— Begin Passage to read —

Small Business and Cloud Storage: Is Your Data Secure?

November 18, 2020 •

In today’s highly competitive environment, businesses compete to provide the best, most secure customer experience possible. That explains why they are always on the lookout for detailed customer insights to optimize both consumer and business potentials. Digital innovations such as cloud system technology systematically organize data for maximum reach and performance; and is increasingly the preferred method for data storage. According to research from Markets and Markets, the market for cloud migration service in the US alone is expected to grow to $623.3 billion by 2023.

As companies rush to cloud adoption for the perceived safety and efficiency gains, the need for cyber-risk assessments of all computing technologies is growing. Even though cloud computing services can improve data security by identifying threats and making large vendor attacks visible, individual company data may still be sacrificed. How can a small business ensure data protection? And who is responsible for the breach: the company or the vendor?

Who Is Responsible For Cloud Security?

During the migration of data to a cloud-based system, many companies assume that they have also transferred the risk to these third-party applications. However, this isn’t completely true. Even though the consequences of a security breach lie with the cloud vendor legally, the obligation to host this data ultimately comes under the company’s responsibility; hence, companies are responsible for covering the costs of a data breach that effects their customers. Any cost of lost data, dealing with customer lawsuits, and responding to regulators must be borne by the company.

Because of the intermittent protection offered by cloud providers companies must be diligent in selecting their cloud data provider while also taking internal precautions to managing data.

What Strategies Can You Employ to Safeguard Your Cloud Data?

Companies use cloud technologies to store high-priority information like social security numbers, credit card numbers, and intellectual property information. Given that stakes are this high, companies have to ensure maximum security measures to keep this information safe and prevent a security breach. The availability of this high-priority information is also why cloud-based systems make an attractive target for cybercriminals.

What are some of the practices that companies should undertake to protect users’ data from cyber-attacks and data theft?

Check Your Cloud Service Provider’s (CSP) Security Policies

Cloud computing security policies are designed to protect cloud environments from unauthorized attacks, malware, and other security risks. However, before you decide to migrate all your data to cloud-based technology, it is essential to view and assess the security requirements offered by the service.

— End Passage to read —
— Begin Information shown —

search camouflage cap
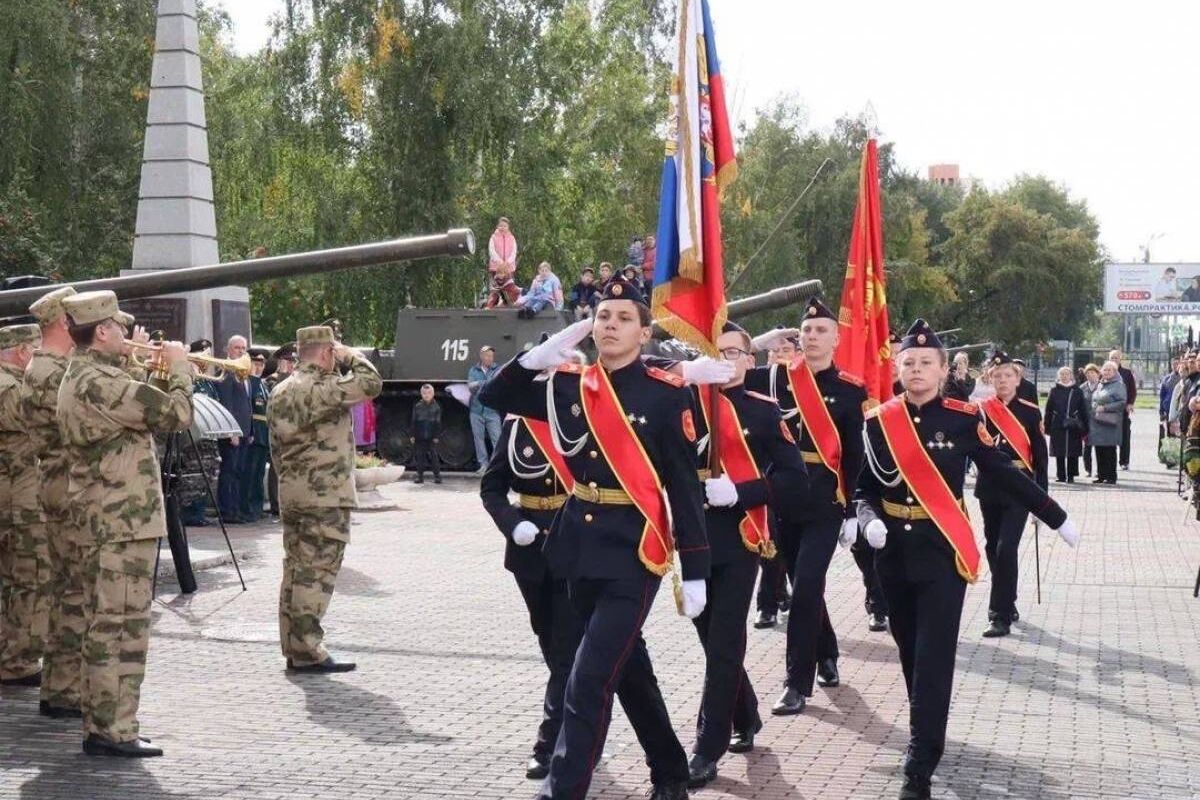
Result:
[29,287,74,325]
[296,325,337,347]
[0,325,42,350]
[62,291,133,327]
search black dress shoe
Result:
[900,775,930,800]
[770,686,805,717]
[288,656,358,673]
[83,734,162,758]
[526,753,550,781]
[0,669,42,686]
[688,753,716,789]
[983,619,1009,639]
[37,700,83,720]
[817,658,841,688]
[649,781,688,800]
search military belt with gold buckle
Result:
[571,481,634,506]
[517,494,566,511]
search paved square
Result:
[0,411,1200,800]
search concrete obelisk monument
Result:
[122,0,250,343]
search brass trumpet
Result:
[126,341,253,380]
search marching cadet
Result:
[0,325,50,686]
[688,323,808,788]
[480,279,709,800]
[746,297,866,716]
[58,291,192,758]
[479,353,584,780]
[266,325,383,673]
[856,319,1079,800]
[25,287,88,718]
[976,353,1050,638]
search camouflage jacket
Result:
[59,350,192,543]
[24,350,70,512]
[266,353,383,510]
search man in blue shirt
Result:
[467,344,500,475]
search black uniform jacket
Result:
[696,386,808,564]
[976,397,1050,503]
[745,363,866,522]
[480,359,709,581]
[479,416,566,581]
[854,397,1067,579]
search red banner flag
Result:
[834,139,892,403]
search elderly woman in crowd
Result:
[1088,361,1126,483]
[1045,367,1087,483]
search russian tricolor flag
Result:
[653,0,738,356]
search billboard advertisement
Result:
[1104,263,1200,314]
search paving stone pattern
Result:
[0,411,1200,800]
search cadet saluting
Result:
[58,291,192,758]
[266,325,383,673]
[976,353,1050,638]
[856,319,1079,800]
[480,281,709,800]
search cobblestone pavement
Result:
[0,411,1200,800]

— End Information shown —

Problem set:
• A. Mark each statement yes or no according to the article on small business cloud storage, and quote the exact words from it that settle each one. (i) Legally, the consequences of a security breach lie with the cloud vendor. (ii) Moving data to a cloud-based system fully transfers the risk to third-party applications. (iii) Cloud-based systems draw cybercriminals because they hold high-priority information.
• B. Carry the article on small business cloud storage forward, starting right after its last sentence.

Expected responses:
• A.
(i) Yes: "Even though the consequences of a security breach lie with the cloud vendor legally"
(ii) No: "many companies assume that they have also transferred the risk to these third-party applications. However, this isn’t completely true."
(iii) Yes: "The availability of this high-priority information is also why cloud-based systems make an attractive target for cybercriminals."

• B.
Monitoring in-cloud security measures are important, but even more important are the physical restrictions that your CSP implements for keeping your data. Is there a 24/7 surveillance camera checking the entry and exit of people into data centers? What are the hiring practices? Is a full background check conducted for every employee in the data center?

Moreover, given that data centers operate in high-risk environments, regular electricity quality checks are undertaken to eliminate any significant data risk. What is their backup power plan?

Another critical point to keep in check is the geographical location of your CSP’s data center. There might be a possibility that your CSP optimizes operations all around the globe. If that’s the case and your data require organization restrictions, it is advisable to ensure that the CSP keeps your data in the right geo-location.

Additionally, it is also a good idea to check your CSP’s record of dealing with security breaches (if there have been any).

Encrypt All Your Data Before Uploading

Using local encryptions as an additional layer of security to protect your data is the best way to save your data from a breach once it’s stored in the cloud. By creating passwords for a given file, you can even protect your data from administrators and staff within your company to provide limited access. The CSP should also offer data encryption, but you can further safeguard your data with this approach.

Train Your Employees to Spot Any Phishing Attacks

Phishing, a form of social engineering, is a fraudulent attempt at a business in which the hacker impersonates a legitimate brand to obtain sensitive information or data in electronic communication. Phishing is one of the most common cyber social attacks and is responsible for more than 90% of security breaches. Small businesses are especially vulnerable.

This is why employees should be trained to recognize patterns in emails that might indicate that the sender is not reputable. Most phishing emails include a link that redirects users to an impersonated page of a reputable brand (like The Office 365 phishing attack). Your employees should be able to identify URLs and pop-ups that display the link’s real destination.

Structured cybersecurity awareness training is recommended for all employees with a company email address.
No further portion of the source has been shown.